### What needs to be done
Copy out the material below, substituting "integer pixels" for each occurrence of "whole pixels" and leaving everything else untouched.
>> Begin Records supplied
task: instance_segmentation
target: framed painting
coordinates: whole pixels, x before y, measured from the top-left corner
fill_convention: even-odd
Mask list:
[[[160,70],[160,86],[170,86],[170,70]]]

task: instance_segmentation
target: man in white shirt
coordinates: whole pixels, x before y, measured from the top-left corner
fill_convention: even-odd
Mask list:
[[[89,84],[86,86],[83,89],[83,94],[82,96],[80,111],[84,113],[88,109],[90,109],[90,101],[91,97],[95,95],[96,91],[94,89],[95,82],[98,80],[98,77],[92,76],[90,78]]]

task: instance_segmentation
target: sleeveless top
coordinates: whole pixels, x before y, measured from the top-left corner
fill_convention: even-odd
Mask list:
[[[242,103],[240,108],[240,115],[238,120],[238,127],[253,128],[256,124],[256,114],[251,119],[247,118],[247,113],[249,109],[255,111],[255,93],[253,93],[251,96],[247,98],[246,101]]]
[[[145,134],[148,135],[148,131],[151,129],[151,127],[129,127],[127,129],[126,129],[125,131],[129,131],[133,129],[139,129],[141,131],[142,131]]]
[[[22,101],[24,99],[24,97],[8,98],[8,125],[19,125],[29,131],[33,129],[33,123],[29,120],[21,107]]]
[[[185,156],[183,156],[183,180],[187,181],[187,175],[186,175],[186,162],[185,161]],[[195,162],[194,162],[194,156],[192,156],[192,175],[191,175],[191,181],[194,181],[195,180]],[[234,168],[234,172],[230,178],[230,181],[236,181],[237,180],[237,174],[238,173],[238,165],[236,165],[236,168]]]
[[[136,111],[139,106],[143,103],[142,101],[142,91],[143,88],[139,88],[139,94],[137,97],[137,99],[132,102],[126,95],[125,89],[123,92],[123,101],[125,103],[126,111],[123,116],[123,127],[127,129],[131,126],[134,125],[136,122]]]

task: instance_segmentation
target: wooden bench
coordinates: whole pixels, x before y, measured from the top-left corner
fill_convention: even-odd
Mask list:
>> End Records supplied
### The result
task: instance_segmentation
target: framed painting
coordinates: integer pixels, x before y, measured from the top-left corner
fill_convention: even-odd
Mask list:
[[[160,70],[160,86],[170,86],[170,70]]]

task: instance_segmentation
target: man in white shirt
coordinates: integer pixels, x before y, measured from the top-left corner
fill_convention: even-odd
Mask list:
[[[89,84],[86,86],[83,89],[83,94],[82,96],[80,111],[84,113],[88,109],[90,109],[90,101],[91,97],[95,95],[96,91],[94,89],[95,82],[98,80],[98,77],[92,76],[90,78]]]

task: instance_segmentation
target: sleeveless top
coordinates: integer pixels, x before y, measured from the top-left corner
fill_convention: even-odd
Mask list:
[[[242,103],[240,108],[240,115],[238,120],[238,127],[253,128],[256,124],[256,114],[251,119],[247,118],[247,113],[249,109],[255,111],[255,93],[253,93],[251,96],[247,98],[246,101]]]
[[[145,134],[148,135],[148,131],[151,129],[151,127],[129,127],[127,129],[126,129],[125,131],[129,131],[133,129],[139,129],[141,131],[142,131]]]
[[[22,101],[24,99],[24,97],[8,98],[8,125],[19,125],[29,131],[33,129],[33,123],[29,120],[21,107]]]
[[[185,156],[183,156],[183,180],[187,181],[187,175],[186,175],[186,162],[185,161]],[[195,162],[194,162],[194,156],[192,156],[192,175],[191,175],[191,181],[194,181],[195,180]],[[234,168],[234,172],[230,178],[230,181],[236,181],[237,180],[237,174],[238,173],[238,165],[236,165],[236,168]]]
[[[136,111],[139,106],[143,103],[142,101],[142,91],[143,88],[139,88],[139,94],[137,97],[137,99],[132,102],[126,95],[125,89],[123,92],[123,101],[125,103],[126,111],[123,116],[123,127],[127,129],[131,126],[134,125],[136,122]]]

task: instance_segmentation
target: wooden bench
coordinates: integer pixels, x before y, measured from the top-left corner
fill_convention: even-odd
Mask list:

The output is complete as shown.